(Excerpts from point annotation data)
-- START --
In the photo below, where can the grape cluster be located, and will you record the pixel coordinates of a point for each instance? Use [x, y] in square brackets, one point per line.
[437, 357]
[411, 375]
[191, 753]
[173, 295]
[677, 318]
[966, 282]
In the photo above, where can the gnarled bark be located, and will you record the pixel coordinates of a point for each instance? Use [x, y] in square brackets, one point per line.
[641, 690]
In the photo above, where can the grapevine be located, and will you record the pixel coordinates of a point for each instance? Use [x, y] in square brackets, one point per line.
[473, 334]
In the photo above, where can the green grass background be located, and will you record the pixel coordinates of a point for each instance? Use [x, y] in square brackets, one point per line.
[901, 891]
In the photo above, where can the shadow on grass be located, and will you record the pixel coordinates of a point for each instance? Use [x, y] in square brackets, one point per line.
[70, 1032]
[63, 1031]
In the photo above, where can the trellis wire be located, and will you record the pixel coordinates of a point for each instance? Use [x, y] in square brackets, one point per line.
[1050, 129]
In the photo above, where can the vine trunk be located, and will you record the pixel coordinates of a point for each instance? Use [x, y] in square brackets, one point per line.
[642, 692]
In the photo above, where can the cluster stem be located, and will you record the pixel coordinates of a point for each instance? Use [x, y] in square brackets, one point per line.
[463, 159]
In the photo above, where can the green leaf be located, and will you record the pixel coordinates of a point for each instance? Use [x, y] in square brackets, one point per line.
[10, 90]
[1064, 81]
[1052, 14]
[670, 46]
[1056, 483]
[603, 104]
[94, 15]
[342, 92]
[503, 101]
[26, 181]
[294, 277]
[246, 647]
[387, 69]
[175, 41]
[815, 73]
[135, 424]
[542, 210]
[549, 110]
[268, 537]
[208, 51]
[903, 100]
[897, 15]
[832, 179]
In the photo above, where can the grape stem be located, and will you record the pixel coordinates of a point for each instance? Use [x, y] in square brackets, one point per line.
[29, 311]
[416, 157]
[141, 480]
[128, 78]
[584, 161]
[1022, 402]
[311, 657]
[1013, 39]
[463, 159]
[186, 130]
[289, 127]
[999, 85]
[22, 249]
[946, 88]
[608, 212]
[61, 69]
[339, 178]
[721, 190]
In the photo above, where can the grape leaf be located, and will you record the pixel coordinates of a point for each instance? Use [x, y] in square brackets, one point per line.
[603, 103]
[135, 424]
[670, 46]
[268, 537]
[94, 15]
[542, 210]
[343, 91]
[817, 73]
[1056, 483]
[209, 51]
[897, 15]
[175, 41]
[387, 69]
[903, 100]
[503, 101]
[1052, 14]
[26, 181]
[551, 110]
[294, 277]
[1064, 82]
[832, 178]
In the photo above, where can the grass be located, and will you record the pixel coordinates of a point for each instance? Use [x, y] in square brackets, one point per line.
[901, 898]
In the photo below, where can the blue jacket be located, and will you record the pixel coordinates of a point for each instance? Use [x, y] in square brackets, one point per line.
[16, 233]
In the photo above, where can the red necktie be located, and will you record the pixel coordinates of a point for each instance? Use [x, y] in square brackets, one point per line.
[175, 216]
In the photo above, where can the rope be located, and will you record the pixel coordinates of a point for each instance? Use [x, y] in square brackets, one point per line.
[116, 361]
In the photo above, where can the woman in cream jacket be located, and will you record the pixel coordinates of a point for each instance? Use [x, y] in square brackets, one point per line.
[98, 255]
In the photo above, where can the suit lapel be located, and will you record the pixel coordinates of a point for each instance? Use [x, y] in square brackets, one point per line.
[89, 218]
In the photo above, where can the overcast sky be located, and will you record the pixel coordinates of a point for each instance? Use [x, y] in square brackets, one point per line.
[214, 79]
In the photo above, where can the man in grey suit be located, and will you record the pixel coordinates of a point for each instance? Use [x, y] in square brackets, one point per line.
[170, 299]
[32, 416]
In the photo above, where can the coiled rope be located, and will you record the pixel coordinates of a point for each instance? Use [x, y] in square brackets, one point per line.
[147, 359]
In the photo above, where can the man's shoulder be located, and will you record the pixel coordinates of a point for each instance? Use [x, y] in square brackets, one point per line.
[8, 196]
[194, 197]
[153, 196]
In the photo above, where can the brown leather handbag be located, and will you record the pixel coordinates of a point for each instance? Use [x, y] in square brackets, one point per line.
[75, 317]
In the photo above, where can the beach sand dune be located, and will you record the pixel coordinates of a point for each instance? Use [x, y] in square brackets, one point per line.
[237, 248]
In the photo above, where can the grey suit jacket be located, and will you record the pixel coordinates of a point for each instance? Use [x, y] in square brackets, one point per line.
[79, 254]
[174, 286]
-- END --
Reproduce all of the data above word for word, keeping every line unchanged.

In the photo below, where can the grape cluster be located, and will you record the pixel coordinates of a point for each instance? Use [x, y] in square brackets, one point per line.
[437, 357]
[411, 375]
[191, 753]
[173, 295]
[677, 318]
[966, 282]
In the photo above, where can the gnarled bark be located, and will you record the pixel coordinates of a point for each instance? Use [x, y] in square brackets, one point per line.
[641, 690]
In the photo above, where can the grapevine be located, and will you record the pixel coordinates of a point for each instance? Use [x, y] in square brackets, one point per line.
[473, 334]
In the photo above, where can the green grass background be located, and will you record the pixel coordinates of a point for each instance? Use [x, y] in square brackets, one point per line.
[901, 891]
In the photo above, where can the shadow on grass be located, and will you record the pixel coordinates of a point for each instance? Use [x, y] in square brackets, one point per line.
[70, 1032]
[63, 1031]
In the photo above, where can the trellis wire be located, and will you record the pixel coordinates of a point for each instance? Use [x, y] in square brackets, one point per line.
[1050, 129]
In the photo above, where can the vine trunk be located, and will you record the pixel coordinates of a point for each instance? Use [x, y] in square brackets, one point per line.
[642, 692]
In the photo above, where can the cluster stem be located, and will you record the pixel coordinates of a point for each instance? Use [x, y] in square brackets, one point per line.
[463, 159]
In the photo above, where can the green leaf be located, and will you record the pixel coordinates of a point for each instance? Use [x, y] in square brackets, one point per line.
[10, 90]
[1064, 81]
[1052, 14]
[670, 46]
[1056, 483]
[603, 104]
[94, 15]
[342, 92]
[503, 101]
[26, 181]
[294, 277]
[246, 647]
[387, 69]
[175, 41]
[815, 73]
[135, 424]
[542, 210]
[549, 110]
[268, 537]
[208, 51]
[903, 100]
[897, 15]
[832, 179]
In the photo above, where can the grape stem be located, and will you record the pixel coordinates of a point for each instance? Use [x, y] in square brackets, one point per line.
[29, 311]
[416, 157]
[141, 480]
[128, 78]
[584, 161]
[1022, 402]
[311, 657]
[1013, 39]
[463, 159]
[186, 130]
[289, 127]
[999, 85]
[22, 249]
[946, 88]
[608, 212]
[61, 69]
[339, 178]
[721, 190]
In the photo above, where can the grape leaf be located, and will you record the pixel coordinates of a point for each instance? Use [x, y] in square brackets, one point per line.
[603, 103]
[135, 424]
[670, 46]
[268, 537]
[94, 15]
[542, 210]
[343, 91]
[817, 73]
[1056, 483]
[209, 51]
[897, 15]
[175, 41]
[387, 69]
[903, 100]
[503, 101]
[1052, 14]
[26, 181]
[551, 110]
[294, 277]
[1064, 82]
[832, 178]
In the photo above, where can the grass be located, and will you record the pixel coordinates of a point for each instance? Use [x, y] in square brackets, one point per line.
[901, 898]
In the photo below, where can the blue jacket be located, and will you record the pixel coordinates of a point for each instance? Use [x, y] in square brackets, one point per line.
[16, 233]
In the photo above, where can the red necktie be located, and will you record the pixel coordinates of a point for each instance? Use [x, y] in square brackets, one point per line.
[175, 216]
In the photo above, where can the rope be located, and will you record the pixel coordinates of a point for each instance? Use [x, y] in square brackets, one point per line.
[116, 361]
In the photo above, where can the woman in cream jacket be located, and will you record the pixel coordinates of a point for each instance? Use [x, y] in square brackets, one point per line.
[98, 255]
In the photo above, where can the suit lapel be located, and will you record the pixel coordinates of a point for each instance? Use [x, y] in square brackets, one point per line.
[89, 218]
In the photo above, where can the overcast sky be located, and will you record the pixel coordinates of a point for each instance? Use [x, y] in square brackets, one point per line.
[214, 79]
In the photo above, where can the man in grey suit be located, and will you record the pixel coordinates of a point for each instance? Use [x, y] in square brackets, one point per line.
[170, 299]
[32, 416]
In the photo above, where can the coiled rope be located, and will you record the pixel coordinates of a point for each instance? Use [x, y] in square brackets, one point per line.
[147, 359]
In the photo above, where can the man's shoulder be located, and will you record the pixel coordinates of a point for each instance? Use [x, y] in square brackets, one point per line.
[8, 196]
[194, 197]
[153, 196]
In the photo above, where can the brown leather handbag be located, and will you record the pixel coordinates of a point for each instance? Use [x, y] in square brackets, one point per line.
[75, 317]
In the photo above, where can the beach sand dune be located, and will you record the pixel coordinates of a point for each instance? Use [x, y] in square brackets, one point per line.
[237, 248]
In the photo above, where can the grey suit jacket be located, and will you record the pixel coordinates of a point for each instance? Use [x, y] in square brackets, one point per line.
[79, 254]
[174, 286]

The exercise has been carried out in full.